Given task:
Reproduce the passage of the judgment excerpt verbatim, from "Following this, I" up to and including "interference by thisCourt.".

Document extract:
At page 542 Lord Rpche observed :

'They regard the terms of the section as containing a statutory and solemn assurance that the tenure of office though at pleasure will not be subject to capricious or arbitrary action but will be regulated by rule. The provisions for appeal in the rules are made pursuant to the principle so laid down. It is obvious therefore that supreme care should be taken, that this assurance should be carried out in the letter and in the spirit and the very fact that Government in the end is the supreme determining body makes it the more important both that the rules should be strictly adhered to and that the rights of appeal should be real rights involving consideration by another authority prepared to admit error, if error there be, and to make proper redress, if wrong has been done.

Their Lordships cannot and do not doubt that these considerations are and will be ever borne in mind by the Governments concerned, and the fact that there happened to have arisen for their Lordships' consideration two cases, where there has been a serious and complete failure to adhere to important and indeed fundamental rules, does not alter this opinion. In these individual cases mistakes of a serious kind have been made and wrongs have been done which call for redress. But while thus holding on tha clear facts of this case, as they now appear from the evidence, as they similarly held in --R. T. Rangachari v. Secy, of State' their Lordships are unable as a matter of law to hold that redress is obtainable from the Courts by action.'

Following this, I am of the opinion that even if there has been any transgression of A. I. I.212, on which I do not give any finding thatcannot be a ground for interference by thisCourt.

19. I will now discuss the point raised by the learned Advocate-General that no writ. order, or direction should in this case issue under Article 226 because :

1. There is an equally efficacious remedy by way of suit;

2. No declaration can be given under Article 226 of the Constitution;

3. Article 226 is subject to the provisions of Article 300; and

4. When facts are disputed, no writ can issue under Article 226. I shall take these points in seriatim.

Provided data:

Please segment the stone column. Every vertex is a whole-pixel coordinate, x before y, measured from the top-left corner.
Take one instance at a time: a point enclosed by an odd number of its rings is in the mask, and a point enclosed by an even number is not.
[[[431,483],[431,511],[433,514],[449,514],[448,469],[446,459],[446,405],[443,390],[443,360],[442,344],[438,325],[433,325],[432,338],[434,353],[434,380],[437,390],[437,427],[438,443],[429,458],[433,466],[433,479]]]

Answer:
Following this, I am of the opinion that even if there has been any transgression of A. I. I.212, on which I do not give any finding thatcannot be a ground for interference by thisCourt.